Collected data:
####

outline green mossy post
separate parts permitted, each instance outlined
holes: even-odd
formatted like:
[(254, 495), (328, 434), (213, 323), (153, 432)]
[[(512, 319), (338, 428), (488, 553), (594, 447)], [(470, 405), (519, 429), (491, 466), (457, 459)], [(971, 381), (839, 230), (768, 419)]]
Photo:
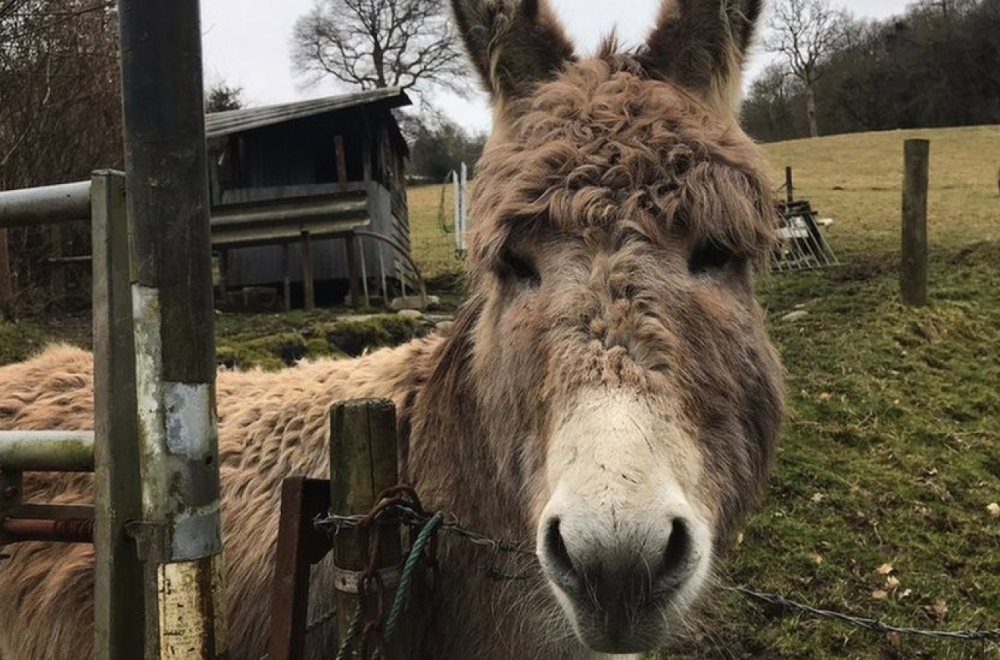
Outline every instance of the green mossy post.
[(118, 3), (145, 657), (226, 655), (198, 0)]
[[(336, 404), (330, 411), (330, 512), (351, 516), (371, 511), (379, 494), (397, 484), (396, 460), (396, 407), (391, 401), (362, 399)], [(383, 526), (379, 533), (376, 565), (397, 566), (402, 560), (399, 528)], [(340, 569), (362, 571), (367, 557), (361, 549), (368, 547), (366, 531), (345, 527), (334, 538), (334, 562)], [(394, 588), (385, 589), (386, 614), (394, 595)], [(350, 588), (338, 588), (336, 603), (337, 630), (344, 635), (357, 611), (358, 594)], [(367, 614), (374, 616), (373, 612)], [(389, 660), (411, 657), (405, 646), (408, 630), (404, 625), (389, 640)]]
[(903, 302), (927, 304), (927, 179), (929, 140), (903, 143), (903, 232), (899, 274)]

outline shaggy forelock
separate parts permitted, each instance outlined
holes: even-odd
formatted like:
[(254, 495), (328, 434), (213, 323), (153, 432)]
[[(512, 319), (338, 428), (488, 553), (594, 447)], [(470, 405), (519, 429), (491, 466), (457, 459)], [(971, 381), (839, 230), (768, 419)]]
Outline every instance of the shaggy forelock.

####

Without the pictures, restate all of the entries word for word.

outline green mossy post
separate parts permitted, each instance outlined
holes: even-odd
formatted like:
[(254, 495), (328, 434), (213, 323), (153, 432)]
[[(512, 319), (338, 428), (488, 553), (594, 447)], [(470, 405), (519, 429), (491, 466), (457, 459)], [(971, 381), (839, 230), (768, 419)]]
Photo:
Outline every instance of the green mossy post.
[(118, 3), (145, 657), (226, 655), (198, 0)]
[[(336, 404), (330, 411), (330, 512), (351, 516), (371, 511), (379, 494), (397, 484), (396, 460), (396, 407), (391, 401), (362, 399)], [(383, 526), (379, 533), (376, 565), (397, 566), (402, 560), (399, 528)], [(340, 569), (362, 571), (367, 557), (361, 549), (368, 547), (366, 531), (345, 527), (334, 538), (334, 562)], [(394, 588), (385, 589), (386, 614), (394, 595)], [(350, 588), (338, 588), (336, 603), (337, 630), (344, 635), (357, 611), (358, 594)], [(367, 614), (374, 616), (373, 612)], [(389, 660), (411, 657), (405, 646), (408, 630), (404, 625), (389, 640)]]
[(903, 302), (927, 304), (927, 179), (929, 140), (903, 143), (903, 232), (899, 274)]

outline shaggy forelock
separate parts permitted, each instance outlined
holes: even-odd
formatted like:
[(254, 495), (328, 434), (213, 323), (153, 432)]
[[(512, 319), (338, 428), (488, 553), (594, 447)], [(470, 405), (519, 429), (491, 466), (457, 459)], [(971, 381), (839, 230), (768, 419)]]
Outline every instance of the shaggy forelock.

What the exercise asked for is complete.